▶ **YOUR OBJECTIVE**:
Restate each record word for word, from the first to the last.

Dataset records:
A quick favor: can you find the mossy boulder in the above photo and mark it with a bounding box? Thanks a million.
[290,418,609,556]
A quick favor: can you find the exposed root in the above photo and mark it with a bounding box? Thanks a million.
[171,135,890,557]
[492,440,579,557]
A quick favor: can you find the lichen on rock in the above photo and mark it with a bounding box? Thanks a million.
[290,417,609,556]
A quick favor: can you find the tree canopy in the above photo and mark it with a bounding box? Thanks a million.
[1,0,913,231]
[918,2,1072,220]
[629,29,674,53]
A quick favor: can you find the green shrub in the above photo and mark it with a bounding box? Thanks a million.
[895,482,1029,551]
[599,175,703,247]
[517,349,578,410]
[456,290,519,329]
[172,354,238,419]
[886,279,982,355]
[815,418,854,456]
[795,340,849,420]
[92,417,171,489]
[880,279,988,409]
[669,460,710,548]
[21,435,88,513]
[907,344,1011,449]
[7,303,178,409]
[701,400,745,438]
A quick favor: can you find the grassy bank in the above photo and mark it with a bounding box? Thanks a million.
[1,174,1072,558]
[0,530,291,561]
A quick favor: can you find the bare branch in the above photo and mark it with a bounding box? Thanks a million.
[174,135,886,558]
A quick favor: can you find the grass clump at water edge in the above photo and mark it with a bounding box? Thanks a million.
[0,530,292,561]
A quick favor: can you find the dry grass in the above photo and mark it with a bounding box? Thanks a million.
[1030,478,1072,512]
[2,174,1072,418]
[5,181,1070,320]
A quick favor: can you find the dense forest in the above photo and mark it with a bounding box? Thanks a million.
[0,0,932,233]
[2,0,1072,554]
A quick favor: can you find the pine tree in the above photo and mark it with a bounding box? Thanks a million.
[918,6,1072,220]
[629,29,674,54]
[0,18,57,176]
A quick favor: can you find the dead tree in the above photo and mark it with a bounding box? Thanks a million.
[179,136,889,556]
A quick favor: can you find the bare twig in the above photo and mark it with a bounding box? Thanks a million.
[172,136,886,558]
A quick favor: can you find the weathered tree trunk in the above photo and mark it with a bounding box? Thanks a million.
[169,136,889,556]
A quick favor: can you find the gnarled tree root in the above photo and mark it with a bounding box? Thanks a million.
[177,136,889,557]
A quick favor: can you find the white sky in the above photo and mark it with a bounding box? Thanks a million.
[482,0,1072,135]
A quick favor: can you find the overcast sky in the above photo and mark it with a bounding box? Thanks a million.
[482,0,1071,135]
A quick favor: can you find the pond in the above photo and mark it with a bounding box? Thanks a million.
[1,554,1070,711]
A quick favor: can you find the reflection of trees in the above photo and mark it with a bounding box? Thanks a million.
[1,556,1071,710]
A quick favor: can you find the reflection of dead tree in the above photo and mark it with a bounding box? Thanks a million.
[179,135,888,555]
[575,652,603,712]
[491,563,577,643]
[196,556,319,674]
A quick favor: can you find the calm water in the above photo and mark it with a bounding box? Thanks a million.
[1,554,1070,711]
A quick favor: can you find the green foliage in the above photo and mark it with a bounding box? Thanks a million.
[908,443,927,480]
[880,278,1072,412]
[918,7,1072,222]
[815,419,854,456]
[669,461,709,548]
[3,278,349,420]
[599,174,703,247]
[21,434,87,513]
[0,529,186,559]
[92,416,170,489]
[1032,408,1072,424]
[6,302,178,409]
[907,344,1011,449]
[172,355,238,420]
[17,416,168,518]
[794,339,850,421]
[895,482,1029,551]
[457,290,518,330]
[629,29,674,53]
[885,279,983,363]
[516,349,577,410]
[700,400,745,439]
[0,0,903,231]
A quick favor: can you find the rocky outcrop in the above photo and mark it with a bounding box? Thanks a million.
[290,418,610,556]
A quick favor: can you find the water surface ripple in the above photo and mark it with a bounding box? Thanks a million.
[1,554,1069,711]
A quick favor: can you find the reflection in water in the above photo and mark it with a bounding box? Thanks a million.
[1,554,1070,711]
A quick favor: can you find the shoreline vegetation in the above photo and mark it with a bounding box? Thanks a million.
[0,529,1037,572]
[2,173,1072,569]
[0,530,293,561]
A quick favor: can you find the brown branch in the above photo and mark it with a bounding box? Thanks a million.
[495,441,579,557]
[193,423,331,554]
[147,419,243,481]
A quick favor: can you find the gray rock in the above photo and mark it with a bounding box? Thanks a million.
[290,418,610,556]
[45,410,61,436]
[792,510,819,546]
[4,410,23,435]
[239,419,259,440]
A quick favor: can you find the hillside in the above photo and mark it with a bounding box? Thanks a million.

▶ **OUTPUT OF THE EXERCISE**:
A quick favor: can you find the mossy boulder in the above photo and mark it with a bounding box? Thanks a million.
[290,418,609,556]
A quick favor: can you find the exposed root in the above photo and mark it with a bounding box? Thanks a million.
[171,135,890,557]
[492,440,579,557]
A quick favor: can you find the lichen on rock in the above photo and mark it with a bounding box? Thanks a million.
[290,417,609,556]
A quick favor: can you find the tree canopy in the above photo and mark it with a bounding box? Thanks a million.
[1,0,913,231]
[918,2,1072,220]
[629,29,674,53]
A quick favor: can you find the green shrub in the above photo and mark it with a bounding box? Thanks a million.
[895,482,1029,551]
[599,175,703,247]
[517,349,578,410]
[456,290,519,329]
[172,354,238,419]
[886,279,982,355]
[815,418,854,456]
[795,340,849,420]
[92,417,171,489]
[880,279,988,409]
[669,460,710,548]
[21,435,88,513]
[907,344,1011,449]
[7,303,178,409]
[701,400,745,438]
A quick favor: can you find the grassy bank in the above photo and mark it with a bounding box? Thanks a million.
[1,174,1072,558]
[0,530,291,561]
A quick favor: can you find the bare branch in the above photo and mark it with a bounding box? Thanks a million.
[174,135,886,558]
A quick favor: can you find the grass clump at water edge in the above photo and mark it with a bounding box? Thanks a million.
[0,530,292,561]
A quick favor: can you find the dry grass in the above photo and mark it with a bounding box? Thanks a million.
[1030,478,1072,512]
[2,174,1072,418]
[5,181,1070,320]
A quick favor: can you find the dense forest in the above photo and mark it with a bounding box? Thanks a million.
[0,0,932,233]
[2,0,1072,554]
A quick favor: can you find the pine tree in the above photo and mark it with a bounding box? Thanks a million.
[918,6,1072,220]
[629,29,674,54]
[0,18,57,176]
A quick favor: can you find the dead tree in the above photo and mark it with a bounding box? Thanks a million.
[179,136,889,556]
A quick favor: can you find the bare twig in the above photo and mark it with a bounding box? Thanks a million.
[172,136,886,558]
A quick favor: can you find the weathered tree trunk in the above photo and mark it with a bounding box? Thanks a million.
[169,136,889,556]
A quick favor: can you find the gnarled tree root in the above photo and mark it with a bounding box? Thanks a million.
[177,136,889,557]
A quick favor: can you find the white sky in the above photo and mark it with a bounding box? Thanks a million.
[482,0,1072,135]
A quick favor: can you find the overcast sky in the above photo and mark it with a bounding box? Thanks a million.
[482,0,1071,135]
A quick favor: can you find the pond in the above photo and mark it with a bounding box? Thanks a million.
[1,554,1070,711]
A quick favor: can you find the reflection of trees in the above photo and mark it with a bounding box? Thanks a million.
[1,556,1071,710]
A quick favor: can you find the reflection of dead tree in the above photo and mark it with a bounding box? Thanks a million.
[179,135,888,555]
[575,652,603,712]
[491,563,577,643]
[196,556,319,674]
A quick favor: can you find the calm water in the above photo and mark it with a bounding box? Thanks a million.
[1,554,1070,711]
A quick favor: can you find the green foliage in the above photo and mark it with a bounding box? Thanks a million.
[908,443,927,480]
[880,278,1072,412]
[918,7,1072,222]
[815,419,854,456]
[669,461,709,548]
[3,278,349,420]
[599,174,703,247]
[21,434,87,513]
[0,529,186,559]
[92,416,170,489]
[1032,408,1072,424]
[6,302,178,409]
[907,344,1011,449]
[172,355,238,420]
[17,416,168,518]
[794,339,850,421]
[895,482,1029,551]
[457,290,518,330]
[629,29,674,53]
[885,279,983,363]
[516,349,577,410]
[700,400,745,439]
[0,0,903,231]
A quick favor: can you find the rocky outcrop in the above photo and mark it with a bounding box? Thanks a million.
[290,418,610,556]
A quick favor: can you find the water surface ripple in the above photo and mark it with a bounding box? Thanks a million.
[1,554,1069,711]
A quick favor: can you find the reflection in water in the above photo and mark it with a bounding box? Thanks a million.
[1,554,1070,711]
A quick favor: can you find the shoreline vegetation in the above photo and mark it with a bounding box? Thanks a million.
[0,529,1037,572]
[2,173,1072,569]
[0,530,293,561]
A quick favor: can you find the brown branch in the above photo and mark it with a bounding box? Thanks a million.
[495,441,579,557]
[193,423,331,554]
[147,419,243,481]
A quick favor: can you find the gray rock in the above photo and mark it with a bounding box? Thanks a million.
[290,418,610,556]
[45,410,61,436]
[792,510,819,546]
[4,410,23,435]
[239,419,259,440]
A quick favor: can you find the hillside in the above photo and mark it with a bounding box? Thanks a million.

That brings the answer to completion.